──────── Data section
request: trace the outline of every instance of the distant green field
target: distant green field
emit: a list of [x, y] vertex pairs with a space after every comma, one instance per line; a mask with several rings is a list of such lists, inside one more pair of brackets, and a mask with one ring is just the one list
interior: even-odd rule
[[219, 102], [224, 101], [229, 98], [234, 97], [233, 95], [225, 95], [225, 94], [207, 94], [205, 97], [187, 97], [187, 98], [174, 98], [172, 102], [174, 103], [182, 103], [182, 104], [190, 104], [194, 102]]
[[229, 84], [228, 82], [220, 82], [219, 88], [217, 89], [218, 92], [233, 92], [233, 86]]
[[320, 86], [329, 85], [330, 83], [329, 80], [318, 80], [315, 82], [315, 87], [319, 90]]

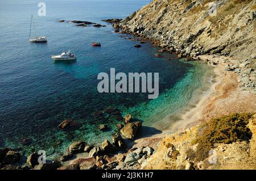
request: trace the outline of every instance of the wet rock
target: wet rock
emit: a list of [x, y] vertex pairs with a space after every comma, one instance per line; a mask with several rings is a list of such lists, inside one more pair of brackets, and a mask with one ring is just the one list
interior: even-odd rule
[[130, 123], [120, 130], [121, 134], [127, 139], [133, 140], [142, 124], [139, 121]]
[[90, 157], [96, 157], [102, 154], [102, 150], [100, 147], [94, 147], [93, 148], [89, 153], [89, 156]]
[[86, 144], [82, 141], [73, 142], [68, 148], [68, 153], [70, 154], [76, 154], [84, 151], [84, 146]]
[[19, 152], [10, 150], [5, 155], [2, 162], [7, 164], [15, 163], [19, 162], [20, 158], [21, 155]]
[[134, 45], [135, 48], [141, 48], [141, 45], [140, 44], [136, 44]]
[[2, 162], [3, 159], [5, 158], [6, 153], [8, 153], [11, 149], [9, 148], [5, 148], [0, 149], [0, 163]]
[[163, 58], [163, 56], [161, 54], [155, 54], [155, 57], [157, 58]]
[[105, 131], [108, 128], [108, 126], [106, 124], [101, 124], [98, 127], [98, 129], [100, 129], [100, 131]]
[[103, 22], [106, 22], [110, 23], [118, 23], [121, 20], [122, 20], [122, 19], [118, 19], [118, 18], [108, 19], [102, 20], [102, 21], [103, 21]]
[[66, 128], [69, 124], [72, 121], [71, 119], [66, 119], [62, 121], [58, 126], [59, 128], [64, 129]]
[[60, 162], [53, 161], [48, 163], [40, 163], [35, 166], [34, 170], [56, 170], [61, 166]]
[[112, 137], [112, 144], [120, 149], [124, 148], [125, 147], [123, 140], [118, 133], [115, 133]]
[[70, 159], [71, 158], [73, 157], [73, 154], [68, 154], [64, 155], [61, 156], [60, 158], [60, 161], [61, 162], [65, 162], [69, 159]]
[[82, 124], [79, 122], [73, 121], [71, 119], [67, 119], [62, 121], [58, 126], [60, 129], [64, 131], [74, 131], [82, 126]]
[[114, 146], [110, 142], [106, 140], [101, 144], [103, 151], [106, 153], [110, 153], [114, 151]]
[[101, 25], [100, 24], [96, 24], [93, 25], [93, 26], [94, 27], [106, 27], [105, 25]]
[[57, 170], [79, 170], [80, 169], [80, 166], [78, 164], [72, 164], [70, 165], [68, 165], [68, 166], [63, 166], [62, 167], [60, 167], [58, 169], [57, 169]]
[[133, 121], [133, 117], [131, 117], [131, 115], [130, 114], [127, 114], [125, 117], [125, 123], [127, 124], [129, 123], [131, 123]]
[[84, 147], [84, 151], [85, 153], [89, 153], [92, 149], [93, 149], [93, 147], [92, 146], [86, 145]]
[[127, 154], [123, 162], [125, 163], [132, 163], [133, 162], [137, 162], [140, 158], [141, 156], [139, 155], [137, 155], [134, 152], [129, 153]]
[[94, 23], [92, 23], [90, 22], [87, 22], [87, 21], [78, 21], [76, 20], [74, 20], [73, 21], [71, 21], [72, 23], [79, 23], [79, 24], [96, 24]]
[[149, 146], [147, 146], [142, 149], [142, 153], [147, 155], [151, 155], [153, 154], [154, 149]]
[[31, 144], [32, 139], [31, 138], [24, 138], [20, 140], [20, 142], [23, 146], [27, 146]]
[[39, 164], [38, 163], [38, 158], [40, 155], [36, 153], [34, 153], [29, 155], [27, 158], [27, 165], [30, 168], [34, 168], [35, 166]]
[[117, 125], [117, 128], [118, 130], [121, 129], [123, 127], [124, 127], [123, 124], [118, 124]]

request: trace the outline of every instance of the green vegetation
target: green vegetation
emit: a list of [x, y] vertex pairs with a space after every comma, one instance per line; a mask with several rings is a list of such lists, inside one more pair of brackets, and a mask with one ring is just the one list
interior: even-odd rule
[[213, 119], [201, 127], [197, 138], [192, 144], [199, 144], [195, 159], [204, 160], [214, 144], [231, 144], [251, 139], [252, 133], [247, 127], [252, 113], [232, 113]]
────────────────
──────── Data section
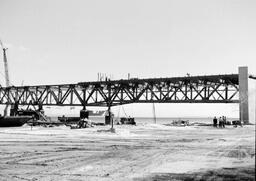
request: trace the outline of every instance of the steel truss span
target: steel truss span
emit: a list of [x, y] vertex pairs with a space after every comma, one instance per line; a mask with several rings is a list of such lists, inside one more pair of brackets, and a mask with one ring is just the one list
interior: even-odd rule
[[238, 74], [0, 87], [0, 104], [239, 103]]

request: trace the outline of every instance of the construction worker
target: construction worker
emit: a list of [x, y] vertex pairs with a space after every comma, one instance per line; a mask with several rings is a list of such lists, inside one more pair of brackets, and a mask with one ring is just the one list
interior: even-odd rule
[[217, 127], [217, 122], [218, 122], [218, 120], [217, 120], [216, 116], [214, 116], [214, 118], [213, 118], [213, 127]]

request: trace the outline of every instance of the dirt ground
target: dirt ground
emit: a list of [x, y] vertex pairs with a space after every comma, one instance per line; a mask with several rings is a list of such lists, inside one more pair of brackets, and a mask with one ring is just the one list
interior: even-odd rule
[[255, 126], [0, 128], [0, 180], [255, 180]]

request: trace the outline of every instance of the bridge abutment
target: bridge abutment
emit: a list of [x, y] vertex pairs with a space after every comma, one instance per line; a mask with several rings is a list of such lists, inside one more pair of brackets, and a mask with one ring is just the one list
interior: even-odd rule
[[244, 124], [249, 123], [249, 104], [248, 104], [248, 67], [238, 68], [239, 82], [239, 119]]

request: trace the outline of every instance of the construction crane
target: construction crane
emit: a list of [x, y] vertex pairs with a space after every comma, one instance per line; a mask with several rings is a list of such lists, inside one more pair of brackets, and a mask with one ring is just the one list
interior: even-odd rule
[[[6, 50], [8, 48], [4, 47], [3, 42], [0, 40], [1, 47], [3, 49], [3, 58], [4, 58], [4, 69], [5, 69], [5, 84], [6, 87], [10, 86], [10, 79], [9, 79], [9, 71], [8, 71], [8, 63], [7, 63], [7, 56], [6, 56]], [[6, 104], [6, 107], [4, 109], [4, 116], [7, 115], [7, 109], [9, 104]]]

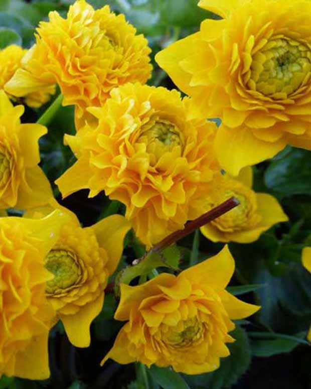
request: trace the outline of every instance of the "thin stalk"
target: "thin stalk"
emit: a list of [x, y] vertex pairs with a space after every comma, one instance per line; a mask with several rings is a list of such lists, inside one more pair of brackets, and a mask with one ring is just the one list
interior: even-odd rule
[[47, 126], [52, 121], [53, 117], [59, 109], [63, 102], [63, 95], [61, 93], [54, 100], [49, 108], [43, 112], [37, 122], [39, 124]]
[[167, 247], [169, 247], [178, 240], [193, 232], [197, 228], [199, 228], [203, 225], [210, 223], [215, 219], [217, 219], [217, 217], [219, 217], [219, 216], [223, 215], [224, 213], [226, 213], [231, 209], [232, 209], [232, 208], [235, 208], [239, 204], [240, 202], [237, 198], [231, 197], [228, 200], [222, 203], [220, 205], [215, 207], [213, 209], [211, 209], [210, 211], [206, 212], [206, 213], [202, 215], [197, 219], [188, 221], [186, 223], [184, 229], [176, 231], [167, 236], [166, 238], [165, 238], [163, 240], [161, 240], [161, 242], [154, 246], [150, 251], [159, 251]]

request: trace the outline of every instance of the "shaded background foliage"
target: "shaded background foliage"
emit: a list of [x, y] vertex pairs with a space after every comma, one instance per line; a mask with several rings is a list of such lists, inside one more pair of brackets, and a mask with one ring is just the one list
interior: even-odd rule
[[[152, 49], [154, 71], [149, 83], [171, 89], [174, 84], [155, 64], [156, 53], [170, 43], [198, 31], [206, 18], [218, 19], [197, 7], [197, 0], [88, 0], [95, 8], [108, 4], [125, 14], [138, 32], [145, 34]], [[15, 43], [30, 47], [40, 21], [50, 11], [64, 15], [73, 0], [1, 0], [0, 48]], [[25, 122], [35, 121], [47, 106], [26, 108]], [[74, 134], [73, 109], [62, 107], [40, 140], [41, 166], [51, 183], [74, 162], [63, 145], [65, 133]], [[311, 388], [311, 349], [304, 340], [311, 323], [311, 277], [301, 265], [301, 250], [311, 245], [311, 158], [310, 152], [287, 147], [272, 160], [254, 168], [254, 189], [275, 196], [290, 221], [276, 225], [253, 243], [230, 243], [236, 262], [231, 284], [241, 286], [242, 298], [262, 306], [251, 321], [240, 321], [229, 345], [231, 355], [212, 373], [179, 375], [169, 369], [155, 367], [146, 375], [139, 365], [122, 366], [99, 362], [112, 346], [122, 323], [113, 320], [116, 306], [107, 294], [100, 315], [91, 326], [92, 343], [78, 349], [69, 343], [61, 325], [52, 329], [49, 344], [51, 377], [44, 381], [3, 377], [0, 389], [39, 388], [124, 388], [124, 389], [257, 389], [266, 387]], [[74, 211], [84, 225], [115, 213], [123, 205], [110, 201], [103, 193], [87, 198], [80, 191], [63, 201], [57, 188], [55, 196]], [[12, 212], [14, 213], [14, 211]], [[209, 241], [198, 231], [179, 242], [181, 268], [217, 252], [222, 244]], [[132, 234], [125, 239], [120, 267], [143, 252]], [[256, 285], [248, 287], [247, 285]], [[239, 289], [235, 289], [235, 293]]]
────────────────
──────── Data section
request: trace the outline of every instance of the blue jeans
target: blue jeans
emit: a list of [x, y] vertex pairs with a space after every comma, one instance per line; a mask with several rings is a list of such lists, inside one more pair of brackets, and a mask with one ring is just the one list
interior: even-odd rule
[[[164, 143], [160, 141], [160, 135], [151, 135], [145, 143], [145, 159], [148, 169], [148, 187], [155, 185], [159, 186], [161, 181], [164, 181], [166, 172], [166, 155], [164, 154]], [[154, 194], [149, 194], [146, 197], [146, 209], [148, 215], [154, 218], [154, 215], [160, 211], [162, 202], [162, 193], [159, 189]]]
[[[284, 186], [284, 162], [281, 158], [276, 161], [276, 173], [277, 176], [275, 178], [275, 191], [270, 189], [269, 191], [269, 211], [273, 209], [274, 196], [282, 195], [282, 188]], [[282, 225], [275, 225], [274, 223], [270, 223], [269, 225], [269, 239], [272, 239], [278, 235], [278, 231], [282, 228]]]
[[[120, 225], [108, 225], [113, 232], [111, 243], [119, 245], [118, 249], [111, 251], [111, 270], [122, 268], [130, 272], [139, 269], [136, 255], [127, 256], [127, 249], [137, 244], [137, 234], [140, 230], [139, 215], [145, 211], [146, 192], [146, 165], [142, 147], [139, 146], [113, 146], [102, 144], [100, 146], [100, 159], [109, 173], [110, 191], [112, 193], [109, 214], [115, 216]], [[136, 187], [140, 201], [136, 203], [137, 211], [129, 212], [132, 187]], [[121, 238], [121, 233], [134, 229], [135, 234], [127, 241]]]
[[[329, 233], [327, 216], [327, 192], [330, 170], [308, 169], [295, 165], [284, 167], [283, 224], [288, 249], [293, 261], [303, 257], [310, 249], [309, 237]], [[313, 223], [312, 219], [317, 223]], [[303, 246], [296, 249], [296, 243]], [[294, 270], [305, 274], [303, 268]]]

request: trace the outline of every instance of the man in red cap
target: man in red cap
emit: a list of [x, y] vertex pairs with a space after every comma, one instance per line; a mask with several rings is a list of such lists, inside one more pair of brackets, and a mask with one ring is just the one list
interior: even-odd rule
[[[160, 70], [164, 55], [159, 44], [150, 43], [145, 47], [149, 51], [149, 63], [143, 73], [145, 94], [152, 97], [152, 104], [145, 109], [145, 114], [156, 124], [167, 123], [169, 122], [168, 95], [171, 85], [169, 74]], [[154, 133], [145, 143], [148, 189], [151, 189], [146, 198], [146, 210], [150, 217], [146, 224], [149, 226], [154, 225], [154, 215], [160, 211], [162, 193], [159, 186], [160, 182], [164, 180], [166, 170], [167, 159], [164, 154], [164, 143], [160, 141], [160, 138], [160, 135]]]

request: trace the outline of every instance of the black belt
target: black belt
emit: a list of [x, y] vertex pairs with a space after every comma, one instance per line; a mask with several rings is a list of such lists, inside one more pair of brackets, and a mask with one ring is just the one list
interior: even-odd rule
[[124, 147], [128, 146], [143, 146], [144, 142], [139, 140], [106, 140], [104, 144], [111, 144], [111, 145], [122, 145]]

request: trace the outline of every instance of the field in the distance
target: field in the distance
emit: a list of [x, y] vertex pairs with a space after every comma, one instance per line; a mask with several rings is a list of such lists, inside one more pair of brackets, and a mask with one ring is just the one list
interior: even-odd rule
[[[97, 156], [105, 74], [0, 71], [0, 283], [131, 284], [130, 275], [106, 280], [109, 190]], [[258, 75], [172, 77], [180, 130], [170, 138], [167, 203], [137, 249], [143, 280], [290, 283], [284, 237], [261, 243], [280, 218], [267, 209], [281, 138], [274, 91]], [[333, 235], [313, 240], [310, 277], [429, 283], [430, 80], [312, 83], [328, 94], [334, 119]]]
────────────────
- Problem
Convert the stretch that opens with the line containing "request: trace the outline of every instance of the black" and closes with the line containing "145], [122, 145]]" into a two-column CSV with the headers item_text and answer. Give one row per item, put each field in quotation marks, and turn every line break inside a field into a space.

- Task response
item_text,answer
"request: trace the outline of every instance of the black belt target: black belt emit: a list of [x, y] vertex pairs with a space after every comma, one instance per line; a mask with several rings is a list of such lists, inside one more pair of brackets, and a mask with one ring is just the one list interior: even-odd rule","[[124, 147], [128, 146], [143, 146], [144, 142], [139, 140], [106, 140], [104, 144], [111, 144], [111, 145], [122, 145]]"